● **EXTRACT TO READ**
********************
Originally published at the IBM Center for Applied Insights blog.
Susanne Hupfer, IBM Center for Applied Insights, September 16, 2014
It is a capital mistake to theorize before one has data.
— Sherlock Holmes
As part of my job with the IBM Center for Applied Insights, I often spend hours on end — days even — with my head deep in data. I like to call it “data spelunking” — like a miner deep in underground caves, I explore, perform repeated analyses, and chisel away until data sets reveal their precious gems.
The latest study undertaken by my team, the 2014 IBM Business Tech Trends Study, offered no end of data to examine. We surveyed over 1400 global IT and business leaders to uncover adoption and investment trends in cloud, analytics, mobile, and social. But it’s the deeper findings relating to big data and analytics that I find the most exciting.
We examined a subset of enterprises that consider the four tech areas to be critically important to their business success and adopt them ahead of rivals. These leading organizations — the Pacesetters — are getting more out of the technologies than others. For example, if they aimed to improve their workforce efficiency using Cloud, they did — at 10 times the rate of lagging enterprises. If they wanted to speed up innovation with Mobile, they did — at 6 times the rate of the laggards.
Given their superior ability to hit their business goals, we closely examined what distinguishes the Pacesetters’ approach to these tech areas. One characteristic hits close to home for those of us who live, eat, and breathe data:
For Pacesetter enterprises, analytics is their fuel
Pacesetters have built up strong analytical machinery: 89% say they have mature big data and analytics capabilities, and three quarters report having most of the analytics skills that they currently need. They’re not pulling back on the throttle, either: Almost two thirds plan to increase their investment in big data and analytics by 10% or more over the next two years, and 8 in 10 are plan to rev up their use of specialized new analytics such as social media analytics and mobile analytics.
But it’s not enough to have a solid analytical toolset and skills. Analytics, and their associated insights, don’t do your organization any good if you let them sit idle, gathering dust. They’re only useful if you use them for smarter decision making. Indeed, analytics is changing the nature of how these organizations operate: For 7 in 10 Pacesetters, data-driven insights are integral to their decision making.
Our study highlights a case study of an innovative healthcare company using sophisticated analytics for early identification of patients at risk of heart failure. You may also want to check out a recent MIT Technology Review report, Data and Decision Making, for more examples of how data and analytics are fundamentally altering business — and even personal — decision making. Did you know that LinkedIn offers “University Pages,” a tool that leverages their goldmine of data about the roles/companies individuals work in after graduating from various schools? With this tool, high school students eyeing a particular field or specialty can determine which colleges/universities have the best history of getting their graduates into those areas, and can use that insight to guide their choices.
********************
Entries drawn from a collection
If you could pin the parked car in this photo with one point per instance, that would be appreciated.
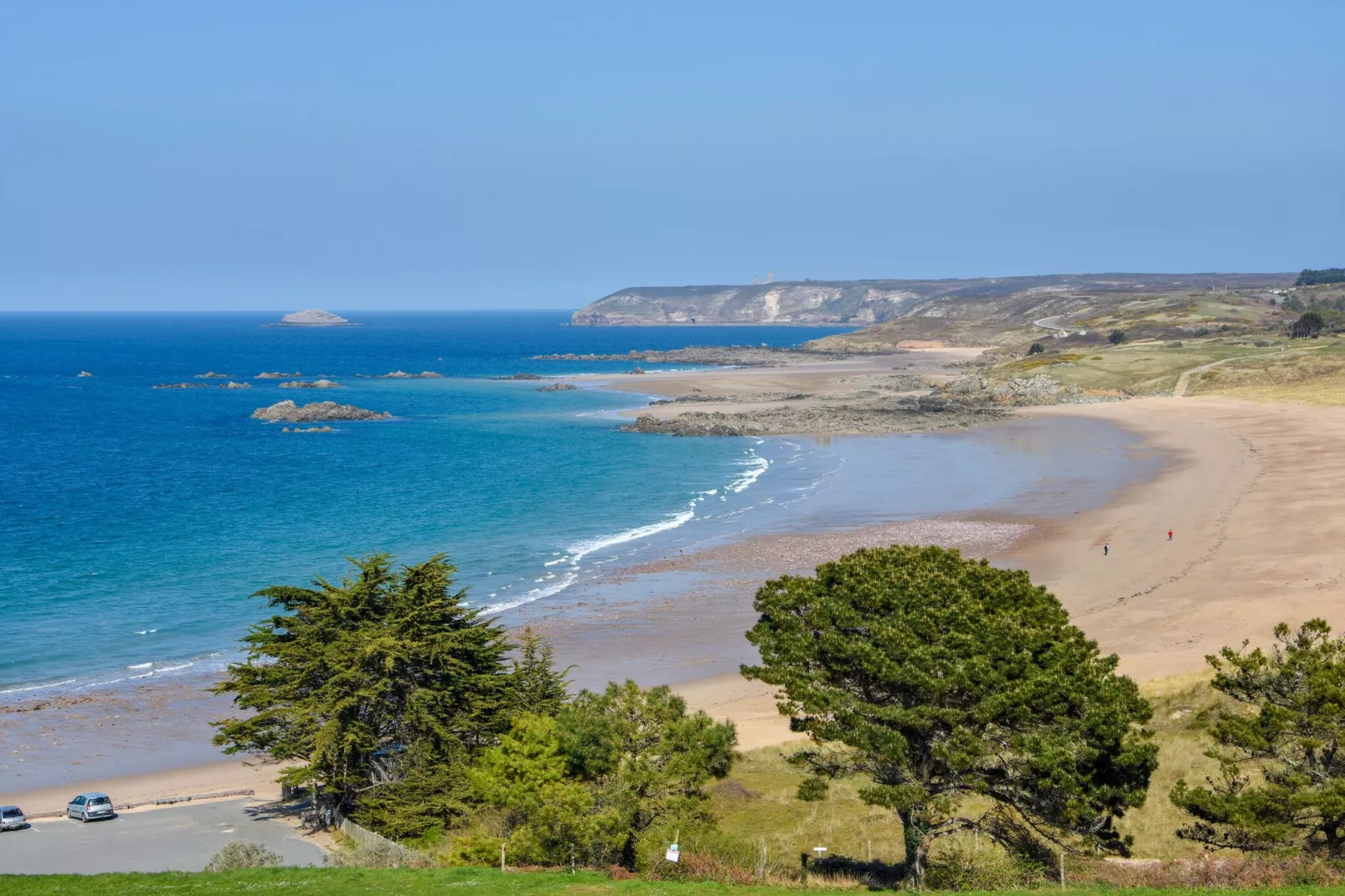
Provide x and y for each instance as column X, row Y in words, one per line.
column 13, row 818
column 90, row 806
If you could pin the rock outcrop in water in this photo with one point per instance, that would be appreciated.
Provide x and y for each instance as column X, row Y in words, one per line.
column 315, row 384
column 312, row 317
column 399, row 374
column 317, row 412
column 721, row 355
column 904, row 416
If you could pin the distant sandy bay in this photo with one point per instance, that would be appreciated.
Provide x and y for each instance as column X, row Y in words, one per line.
column 1252, row 494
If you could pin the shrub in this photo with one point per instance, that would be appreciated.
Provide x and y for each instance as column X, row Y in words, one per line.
column 239, row 854
column 963, row 868
column 377, row 856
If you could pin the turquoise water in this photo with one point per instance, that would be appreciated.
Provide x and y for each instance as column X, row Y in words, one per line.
column 137, row 521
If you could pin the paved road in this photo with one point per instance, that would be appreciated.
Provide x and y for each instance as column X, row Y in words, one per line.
column 173, row 838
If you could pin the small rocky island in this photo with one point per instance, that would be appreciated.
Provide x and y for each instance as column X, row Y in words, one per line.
column 314, row 384
column 402, row 374
column 317, row 412
column 312, row 317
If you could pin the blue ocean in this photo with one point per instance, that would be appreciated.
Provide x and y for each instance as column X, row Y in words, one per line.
column 137, row 523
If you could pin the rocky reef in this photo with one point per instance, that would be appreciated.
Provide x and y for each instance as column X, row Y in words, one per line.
column 312, row 317
column 317, row 412
column 719, row 355
column 315, row 384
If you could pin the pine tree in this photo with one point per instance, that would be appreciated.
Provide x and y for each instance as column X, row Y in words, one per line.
column 946, row 682
column 379, row 690
column 1282, row 765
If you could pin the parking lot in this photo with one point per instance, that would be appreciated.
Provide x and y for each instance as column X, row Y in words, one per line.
column 173, row 838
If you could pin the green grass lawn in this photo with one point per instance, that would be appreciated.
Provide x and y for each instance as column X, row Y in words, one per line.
column 343, row 882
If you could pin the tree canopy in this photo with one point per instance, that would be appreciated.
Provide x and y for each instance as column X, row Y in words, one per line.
column 1282, row 765
column 1307, row 324
column 379, row 689
column 608, row 769
column 945, row 680
column 1311, row 277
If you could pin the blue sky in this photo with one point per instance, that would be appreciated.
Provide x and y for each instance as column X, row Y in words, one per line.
column 503, row 155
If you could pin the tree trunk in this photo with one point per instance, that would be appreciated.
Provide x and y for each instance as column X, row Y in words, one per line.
column 914, row 829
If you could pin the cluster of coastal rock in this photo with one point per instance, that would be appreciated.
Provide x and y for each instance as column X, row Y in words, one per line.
column 720, row 355
column 201, row 385
column 315, row 384
column 399, row 374
column 317, row 412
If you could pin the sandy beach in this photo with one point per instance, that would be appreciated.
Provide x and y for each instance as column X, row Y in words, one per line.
column 1250, row 492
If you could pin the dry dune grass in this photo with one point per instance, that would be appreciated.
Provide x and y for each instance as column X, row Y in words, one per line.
column 1314, row 377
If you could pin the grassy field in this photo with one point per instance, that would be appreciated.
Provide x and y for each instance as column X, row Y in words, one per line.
column 1138, row 368
column 343, row 882
column 1312, row 373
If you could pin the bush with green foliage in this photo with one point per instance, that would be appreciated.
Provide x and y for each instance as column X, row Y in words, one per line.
column 604, row 771
column 239, row 854
column 379, row 690
column 1311, row 277
column 1282, row 765
column 949, row 682
column 1307, row 326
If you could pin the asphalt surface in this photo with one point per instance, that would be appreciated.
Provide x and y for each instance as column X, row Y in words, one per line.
column 171, row 838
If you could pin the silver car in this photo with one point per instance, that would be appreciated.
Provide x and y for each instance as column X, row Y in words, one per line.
column 90, row 806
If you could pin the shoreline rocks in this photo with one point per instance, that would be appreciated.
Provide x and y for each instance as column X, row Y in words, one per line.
column 315, row 384
column 317, row 412
column 717, row 355
column 791, row 421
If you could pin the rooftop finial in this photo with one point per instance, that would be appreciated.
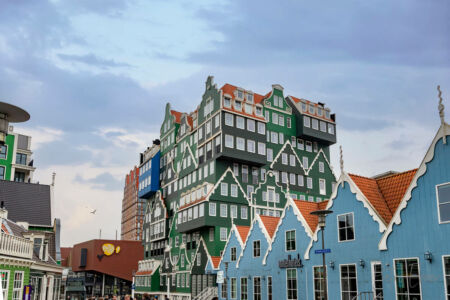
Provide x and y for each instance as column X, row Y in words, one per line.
column 441, row 108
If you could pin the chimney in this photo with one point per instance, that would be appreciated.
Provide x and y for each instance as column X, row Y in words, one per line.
column 3, row 211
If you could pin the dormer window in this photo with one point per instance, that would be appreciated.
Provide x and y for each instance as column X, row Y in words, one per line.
column 227, row 102
column 238, row 105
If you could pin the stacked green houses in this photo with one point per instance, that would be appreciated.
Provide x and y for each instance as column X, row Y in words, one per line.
column 214, row 168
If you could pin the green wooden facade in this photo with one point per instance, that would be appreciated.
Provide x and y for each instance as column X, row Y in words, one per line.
column 209, row 183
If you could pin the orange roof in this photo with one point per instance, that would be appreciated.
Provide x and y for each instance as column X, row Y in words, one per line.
column 306, row 207
column 270, row 223
column 177, row 115
column 215, row 260
column 243, row 232
column 385, row 193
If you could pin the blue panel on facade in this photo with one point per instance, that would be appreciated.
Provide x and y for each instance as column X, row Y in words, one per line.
column 149, row 177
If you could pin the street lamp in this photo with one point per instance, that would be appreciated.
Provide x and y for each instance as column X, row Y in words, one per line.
column 10, row 113
column 321, row 214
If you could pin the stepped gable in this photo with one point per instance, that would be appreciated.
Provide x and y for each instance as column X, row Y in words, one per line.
column 306, row 207
column 384, row 193
column 270, row 223
column 243, row 232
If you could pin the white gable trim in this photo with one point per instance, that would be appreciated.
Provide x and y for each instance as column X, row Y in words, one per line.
column 396, row 219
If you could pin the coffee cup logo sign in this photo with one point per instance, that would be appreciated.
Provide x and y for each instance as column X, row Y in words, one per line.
column 108, row 250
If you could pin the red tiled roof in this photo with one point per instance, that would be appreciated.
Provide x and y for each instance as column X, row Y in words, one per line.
column 385, row 193
column 177, row 115
column 243, row 232
column 215, row 260
column 270, row 223
column 306, row 207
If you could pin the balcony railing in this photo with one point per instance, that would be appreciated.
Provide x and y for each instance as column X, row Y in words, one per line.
column 11, row 245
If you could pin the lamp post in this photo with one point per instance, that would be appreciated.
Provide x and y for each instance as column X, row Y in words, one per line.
column 321, row 214
column 10, row 114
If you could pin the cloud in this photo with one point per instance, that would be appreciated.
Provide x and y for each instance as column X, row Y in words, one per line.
column 92, row 60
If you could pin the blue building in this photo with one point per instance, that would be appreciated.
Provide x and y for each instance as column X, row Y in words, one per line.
column 389, row 237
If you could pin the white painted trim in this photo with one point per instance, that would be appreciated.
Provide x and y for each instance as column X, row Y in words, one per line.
column 396, row 219
column 437, row 202
column 395, row 275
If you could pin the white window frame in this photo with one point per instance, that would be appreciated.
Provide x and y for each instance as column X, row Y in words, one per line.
column 337, row 226
column 438, row 204
column 395, row 276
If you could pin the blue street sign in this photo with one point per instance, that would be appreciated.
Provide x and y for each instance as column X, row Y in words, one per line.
column 320, row 251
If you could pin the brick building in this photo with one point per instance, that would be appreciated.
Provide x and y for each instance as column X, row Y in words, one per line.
column 132, row 208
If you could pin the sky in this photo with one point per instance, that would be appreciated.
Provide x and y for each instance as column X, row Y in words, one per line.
column 95, row 76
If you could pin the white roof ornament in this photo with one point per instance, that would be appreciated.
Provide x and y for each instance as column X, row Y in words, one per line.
column 441, row 108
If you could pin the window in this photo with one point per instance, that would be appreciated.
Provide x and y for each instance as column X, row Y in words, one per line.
column 244, row 212
column 21, row 159
column 251, row 125
column 5, row 281
column 240, row 122
column 291, row 275
column 377, row 280
column 212, row 209
column 321, row 167
column 290, row 240
column 3, row 151
column 275, row 118
column 292, row 160
column 233, row 190
column 261, row 128
column 345, row 227
column 224, row 189
column 223, row 234
column 309, row 182
column 228, row 120
column 223, row 210
column 256, row 248
column 269, row 288
column 305, row 162
column 244, row 288
column 233, row 211
column 229, row 141
column 447, row 275
column 233, row 254
column 307, row 121
column 251, row 146
column 269, row 154
column 233, row 288
column 407, row 278
column 318, row 283
column 322, row 186
column 349, row 288
column 256, row 288
column 261, row 148
column 443, row 195
column 240, row 143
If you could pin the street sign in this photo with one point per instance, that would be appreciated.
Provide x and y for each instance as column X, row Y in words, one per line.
column 219, row 277
column 320, row 251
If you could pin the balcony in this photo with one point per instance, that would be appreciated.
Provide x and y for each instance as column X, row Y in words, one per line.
column 11, row 245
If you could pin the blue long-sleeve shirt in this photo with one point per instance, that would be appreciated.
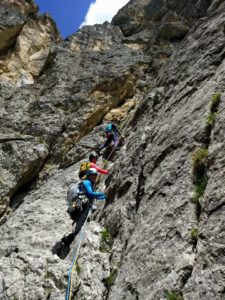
********************
● **ASSIGNMENT 1**
Edit the blog post on data and analytics by reproducing everything from "The latest study" down to "the most exciting.", with "surveyed" replaced by "polled".
● **ASSIGNMENT 2**
List the technology areas in which the blog post on data and analytics says the study examined adoption and investment trends.
These rows were taken from a separate source.

● **EXERCISE RESPONSE 1**
The latest study undertaken by my team, the 2014 IBM Business Tech Trends Study, offered no end of data to examine. We polled over 1400 global IT and business leaders to uncover adoption and investment trends in cloud, analytics, mobile, and social. But it’s the deeper findings relating to big data and analytics that I find the most exciting.

● **EXERCISE RESPONSE 2**
Cloud, analytics, mobile, and social.